** BEGIN DOCUMENT PASSAGE **
That is exactly what longtime client David Carter and his son Adam had with me on our Friday wade fishing trip before the winter storm blew in. Temps to start were in the low to mid 20s, it was frigid. As I mentioned above, Ice in the guides, on the line, cold feet, cold hands, and red hot fishing. We did very well. Met the guys early and we did a wade trip, we arrived mid to late morning to give the sun time to get things moving.
We caught fish right from the outset. The water was high and chilly, and green like I love to see it, and the fish were more than cooperative. Actually, the nymph fishing was on fire. We lit em up on double nymph rigs, and landed probably 4 dozen rainbows, three of which were in the 22 to 25 inch range. Pigs….
The stonefly emergence is in full swing, and small dark patterns are catching a lot of fish as they should be. There are a host of smallish dark stones that hatch this time of year, collectively known as “little winter black stones”. There are several species of these, Allocapnia, sp., Amphinemura, sp., Leuctra mitchellensis, Sweltsa mediana, Neoperla clymene, Amphinemura nigritta, all contribute to this activity my entomologist friends tell me. They are often called ‘sallflies’, ‘snowflies’, ‘willowflies’, among others. The trout do notice them though, and at lower water levels we can fish dries to them. A great fly is a Griffith’s gnat size 18 and 20 with the hackle trimmed flat on the bottom.
Right now, the water is high making the nymph imitation a better option. They are size 18 and 20, and can often be seen crawling on the banks or on ice and snow. The fish love them, and you should too. You should have some in your box regardless of where you are fishing, they are great tailwater flies, small stream flies, and great for Delayed harvest and Hatchery supported waters. Patterns that imitate these are black copper johns, Skinny Nelson, Slim Shady, black pheasant tails tied skinny, etc.
We fished them yesterday all day, the rig consisting of a larger point fly (Y2K, Sucker Spawn, Bead Egg, Dirtsnake, etc.) and the small dark stone pattern as a dropper. 85% of our almost 50 fish ate the small dropper fly, even in the high flow. Two of the three big fish ate the tiny fly. Can they see the tiny fly in that much water? You be the judge.
** END DOCUMENT PASSAGE **
** BEGIN MATERIAL FOR THE TASK **
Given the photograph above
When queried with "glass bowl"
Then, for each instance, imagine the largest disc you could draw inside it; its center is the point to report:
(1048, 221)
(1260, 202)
** END MATERIAL FOR THE TASK **
__WHAT TO WORK ON__:
1. In the fishing report, rewrite the part that opens with the words containing "Right now, the" and closes with "tied skinny, etc.", substituting "Zebra Midge" for "Slim Shady".
2. Render every one of the rows that follow the fishing report as a Markdown table with the columns Row and Line, numbering each row and omitting any blank lines.
The fishing report and the rows after it are unrelated material.

__REPLIES__:
1.
Right now, the water is high making the nymph imitation a better option. They are size 18 and 20, and can often be seen crawling on the banks or on ice and snow. The fish love them, and you should too. You should have some in your box regardless of where you are fishing, they are great tailwater flies, small stream flies, and great for Delayed harvest and Hatchery supported waters. Patterns that imitate these are black copper johns, Skinny Nelson, Zebra Midge, black pheasant tails tied skinny, etc.

2.
| Row | Line |
|---|---|
| 1 | Given the photograph above |
| 2 | When queried with "glass bowl" |
| 3 | Then, for each instance, imagine the largest disc you could draw inside it; its center is the point to report: |
| 4 | (1048, 221) |
| 5 | (1260, 202) |